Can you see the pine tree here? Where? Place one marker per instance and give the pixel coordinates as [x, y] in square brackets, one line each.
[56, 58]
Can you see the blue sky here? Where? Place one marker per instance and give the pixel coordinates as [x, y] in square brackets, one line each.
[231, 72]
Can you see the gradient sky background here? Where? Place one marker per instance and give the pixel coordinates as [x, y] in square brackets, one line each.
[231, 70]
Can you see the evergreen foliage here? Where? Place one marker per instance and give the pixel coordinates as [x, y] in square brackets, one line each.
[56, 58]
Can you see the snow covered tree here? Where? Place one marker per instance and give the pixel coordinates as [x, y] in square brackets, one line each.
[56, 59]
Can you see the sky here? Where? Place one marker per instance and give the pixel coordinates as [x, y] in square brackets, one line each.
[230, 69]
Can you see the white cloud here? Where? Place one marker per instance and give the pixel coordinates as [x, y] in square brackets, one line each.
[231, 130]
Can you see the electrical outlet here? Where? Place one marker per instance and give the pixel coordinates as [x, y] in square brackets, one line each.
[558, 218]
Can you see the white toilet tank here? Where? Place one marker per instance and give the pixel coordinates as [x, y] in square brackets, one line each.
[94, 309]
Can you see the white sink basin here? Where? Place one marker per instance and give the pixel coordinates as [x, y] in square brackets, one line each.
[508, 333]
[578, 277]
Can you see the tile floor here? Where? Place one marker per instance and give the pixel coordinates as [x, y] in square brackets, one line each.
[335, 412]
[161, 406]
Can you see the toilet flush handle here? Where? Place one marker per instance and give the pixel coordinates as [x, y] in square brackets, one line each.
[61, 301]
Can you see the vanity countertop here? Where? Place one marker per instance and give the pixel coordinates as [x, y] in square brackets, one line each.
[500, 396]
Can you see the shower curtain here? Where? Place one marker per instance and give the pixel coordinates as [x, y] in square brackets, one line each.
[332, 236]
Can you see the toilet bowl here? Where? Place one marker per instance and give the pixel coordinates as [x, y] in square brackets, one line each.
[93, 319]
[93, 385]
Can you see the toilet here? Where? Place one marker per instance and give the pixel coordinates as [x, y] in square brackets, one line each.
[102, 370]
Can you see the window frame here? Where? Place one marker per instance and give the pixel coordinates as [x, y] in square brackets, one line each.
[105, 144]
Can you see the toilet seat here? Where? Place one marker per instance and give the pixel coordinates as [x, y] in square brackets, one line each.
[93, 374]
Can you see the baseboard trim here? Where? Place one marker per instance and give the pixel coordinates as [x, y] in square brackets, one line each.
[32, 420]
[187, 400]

§ **WORK TO DO**: Output every line of the entries as a JSON array of strings, one string per line with blank lines omitted. Start with the line containing "Can you see the white sink" and go through the final line of the entries.

§ **SOLUTION TO THE PROBLEM**:
[
  "Can you see the white sink basin here? Where? Place one marker per instance and give the pixel coordinates as [x, y] in square brackets, one line each.",
  "[508, 333]",
  "[578, 277]",
  "Can you see the tile floor here? Where? Place one marker per instance and give the pixel coordinates as [x, y] in square brackets, one line each.",
  "[335, 412]",
  "[161, 406]",
  "Can you see the toilet flush handle here? Where? Place one marker per instance and give the pixel coordinates as [x, y] in square brackets, one line each.",
  "[61, 301]",
  "Can you see the vanity countertop here? Where? Place one marker per instance and give the pixel coordinates as [x, y] in square brackets, one line each.",
  "[500, 396]",
  "Can you see the shower curtain here? Where? Place one marker per instance and give the pixel coordinates as [x, y] in square brackets, one line each.",
  "[332, 236]",
  "Can you see the toilet bowl here? Where? Place one marker per instance and give the pixel coordinates as [x, y] in square brackets, one line each.",
  "[93, 319]",
  "[93, 385]",
  "Can you see the toilet here? Where? Place one marker per instance and give the pixel coordinates as [x, y] in square brackets, one line each.",
  "[102, 370]",
  "Can you see the window frame here? Where? Place one marker per instance and give the pixel coordinates as [x, y] in square brackets, one line each.",
  "[105, 144]",
  "Can you see the toilet seat here? Where? Place one marker per instance and give the pixel coordinates as [x, y] in square brackets, one line each.",
  "[93, 374]",
  "Can you see the baseboard trim here? Where? Place one marker per instance and give the pixel coordinates as [x, y] in square brackets, one line each.",
  "[32, 420]",
  "[187, 400]"
]